### Data
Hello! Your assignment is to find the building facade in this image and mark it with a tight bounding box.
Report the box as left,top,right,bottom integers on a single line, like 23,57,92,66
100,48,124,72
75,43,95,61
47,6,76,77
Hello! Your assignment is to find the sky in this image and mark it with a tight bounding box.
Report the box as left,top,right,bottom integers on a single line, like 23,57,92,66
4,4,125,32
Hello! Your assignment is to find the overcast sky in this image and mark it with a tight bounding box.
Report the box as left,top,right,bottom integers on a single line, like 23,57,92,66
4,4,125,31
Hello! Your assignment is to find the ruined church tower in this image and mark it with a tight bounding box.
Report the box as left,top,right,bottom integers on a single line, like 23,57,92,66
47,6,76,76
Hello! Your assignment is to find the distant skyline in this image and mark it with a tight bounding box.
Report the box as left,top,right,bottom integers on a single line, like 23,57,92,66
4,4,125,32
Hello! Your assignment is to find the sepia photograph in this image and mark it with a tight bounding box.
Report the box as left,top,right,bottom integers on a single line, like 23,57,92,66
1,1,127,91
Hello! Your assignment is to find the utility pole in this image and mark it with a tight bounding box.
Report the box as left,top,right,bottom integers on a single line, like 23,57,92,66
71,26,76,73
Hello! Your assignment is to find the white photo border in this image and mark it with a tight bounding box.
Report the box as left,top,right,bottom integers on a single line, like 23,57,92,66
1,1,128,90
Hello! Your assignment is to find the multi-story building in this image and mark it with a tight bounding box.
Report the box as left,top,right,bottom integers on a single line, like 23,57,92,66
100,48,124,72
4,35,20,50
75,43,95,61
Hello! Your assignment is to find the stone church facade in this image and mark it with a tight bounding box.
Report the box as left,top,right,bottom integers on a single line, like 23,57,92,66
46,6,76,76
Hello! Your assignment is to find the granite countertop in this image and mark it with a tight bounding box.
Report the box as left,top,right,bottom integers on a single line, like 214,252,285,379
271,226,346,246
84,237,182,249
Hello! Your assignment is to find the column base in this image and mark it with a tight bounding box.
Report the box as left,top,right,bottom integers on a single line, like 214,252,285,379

### The problem
Format every line of the records above as a JSON list of strings, with one string per line and blank lines omitted.

### The reply
[
  "Hello! Your assignment is to find the building facade in this image and mark it with a tight bounding box.",
  "Report the box as left,top,right,bottom integers on a single line, like 23,57,92,66",
  "100,48,124,72",
  "75,43,95,61",
  "47,6,76,77",
  "Hello! Your assignment is to find the sky in this image and mark it with a tight bounding box.",
  "Report the box as left,top,right,bottom integers on a single line, like 23,57,92,66",
  "4,4,125,32",
  "Hello! Your assignment is to find the overcast sky in this image and mark it with a tight bounding box.",
  "Report the box as left,top,right,bottom integers on a single line, like 23,57,92,66",
  "4,4,125,31",
  "Hello! Your assignment is to find the ruined church tower in this image and mark it with a tight bounding box.",
  "Report the box as left,top,right,bottom integers on a single line, like 23,57,92,66",
  "47,6,76,76",
  "Hello! Your assignment is to find the distant skyline in this image and mark it with a tight bounding box.",
  "Report the box as left,top,right,bottom integers on a single line, like 23,57,92,66",
  "4,4,125,32",
  "Hello! Your assignment is to find the sepia photograph in this image and mark it with a tight bounding box.",
  "Report the box as left,top,right,bottom integers on a single line, like 23,57,92,66",
  "1,1,127,91",
  "Hello! Your assignment is to find the utility pole in this image and mark it with a tight bounding box.",
  "Report the box as left,top,right,bottom integers on a single line, like 23,57,92,66",
  "71,26,76,73",
  "Hello! Your assignment is to find the white photo border in this image and mark it with a tight bounding box.",
  "Report the box as left,top,right,bottom integers on a single line, like 23,57,92,66",
  "1,1,128,90",
  "Hello! Your assignment is to find the multi-story building in this image and mark it with a tight bounding box.",
  "Report the box as left,top,right,bottom integers on a single line, like 23,57,92,66",
  "100,48,124,72",
  "4,35,20,50",
  "75,43,95,61",
  "Hello! Your assignment is to find the stone church facade in this image and mark it with a tight bounding box.",
  "Report the box as left,top,right,bottom integers on a single line, like 23,57,92,66",
  "46,6,76,76",
  "Hello! Your assignment is to find the granite countertop in this image and mark it with a tight bounding box.",
  "Report the box as left,top,right,bottom integers on a single line, like 214,252,285,379",
  "271,226,346,246",
  "84,237,182,249",
  "Hello! Your assignment is to find the column base in this image and mark it with a tight bounding box.",
  "Report the box as left,top,right,bottom integers on a single line, like 214,252,285,379"
]